__Given instruction__: Starting at the line containing "In this exercise you will pick out the person" and ending at the line containing "Target: traffic light", both included, render the items as a Markdown table with the columns Row and Text. Number each line in Row and skip blank lines.

__Extracted information__:
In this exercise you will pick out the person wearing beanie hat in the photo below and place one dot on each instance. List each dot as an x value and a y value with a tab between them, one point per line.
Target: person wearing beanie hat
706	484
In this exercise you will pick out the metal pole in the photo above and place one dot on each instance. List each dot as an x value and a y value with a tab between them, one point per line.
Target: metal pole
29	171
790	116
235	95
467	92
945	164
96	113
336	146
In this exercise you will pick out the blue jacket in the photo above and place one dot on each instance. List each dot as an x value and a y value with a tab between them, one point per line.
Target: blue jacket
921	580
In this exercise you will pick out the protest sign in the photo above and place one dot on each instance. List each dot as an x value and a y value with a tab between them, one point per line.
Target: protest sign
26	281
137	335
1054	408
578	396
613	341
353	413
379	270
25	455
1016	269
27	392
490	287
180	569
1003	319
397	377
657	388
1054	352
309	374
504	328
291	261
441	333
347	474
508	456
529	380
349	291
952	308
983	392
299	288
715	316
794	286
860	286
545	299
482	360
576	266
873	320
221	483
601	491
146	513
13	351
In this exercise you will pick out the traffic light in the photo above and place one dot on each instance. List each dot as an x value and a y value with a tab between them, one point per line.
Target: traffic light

==

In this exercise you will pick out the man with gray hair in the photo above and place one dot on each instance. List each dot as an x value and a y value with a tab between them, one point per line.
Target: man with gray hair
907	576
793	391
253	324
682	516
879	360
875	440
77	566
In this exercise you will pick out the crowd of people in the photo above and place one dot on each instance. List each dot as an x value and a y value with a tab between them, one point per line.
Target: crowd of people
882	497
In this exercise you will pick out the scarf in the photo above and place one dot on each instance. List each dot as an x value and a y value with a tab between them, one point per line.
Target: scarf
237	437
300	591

* * *

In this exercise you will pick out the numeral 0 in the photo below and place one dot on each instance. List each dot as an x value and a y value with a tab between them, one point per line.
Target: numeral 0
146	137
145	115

__Output of the task__:
| Row | Text |
|---|---|
| 1 | In this exercise you will pick out the person wearing beanie hat in the photo below and place one dot on each instance. List each dot as an x value and a y value with a tab between them, one point per line. |
| 2 | Target: person wearing beanie hat |
| 3 | 706	484 |
| 4 | In this exercise you will pick out the metal pole in the photo above and place one dot on each instance. List each dot as an x value and a y value with a tab between them, one point per line. |
| 5 | Target: metal pole |
| 6 | 29	171 |
| 7 | 790	116 |
| 8 | 235	95 |
| 9 | 467	92 |
| 10 | 945	164 |
| 11 | 96	113 |
| 12 | 336	146 |
| 13 | In this exercise you will pick out the blue jacket in the photo above and place one dot on each instance. List each dot as an x value and a y value with a tab between them, one point per line. |
| 14 | Target: blue jacket |
| 15 | 921	580 |
| 16 | In this exercise you will pick out the protest sign in the photo above and place one dot on each instance. List each dot as an x value and a y value with a tab between them, one point per line. |
| 17 | Target: protest sign |
| 18 | 26	281 |
| 19 | 137	335 |
| 20 | 1054	408 |
| 21 | 578	396 |
| 22 | 613	341 |
| 23 | 353	413 |
| 24 | 379	270 |
| 25 | 25	455 |
| 26 | 1016	269 |
| 27 | 27	392 |
| 28 | 490	287 |
| 29 | 180	569 |
| 30 | 1003	319 |
| 31 | 397	377 |
| 32 | 657	388 |
| 33 | 1054	352 |
| 34 | 309	374 |
| 35 | 504	328 |
| 36 | 291	261 |
| 37 | 441	333 |
| 38 | 347	474 |
| 39 | 508	456 |
| 40 | 529	380 |
| 41 | 349	291 |
| 42 | 952	308 |
| 43 | 983	392 |
| 44 | 299	288 |
| 45 | 715	316 |
| 46 | 794	286 |
| 47 | 860	286 |
| 48 | 545	299 |
| 49 | 482	360 |
| 50 | 576	266 |
| 51 | 873	320 |
| 52 | 221	483 |
| 53 | 601	491 |
| 54 | 146	513 |
| 55 | 13	351 |
| 56 | In this exercise you will pick out the traffic light in the photo above and place one dot on each instance. List each dot as an x value and a y value with a tab between them, one point per line. |
| 57 | Target: traffic light |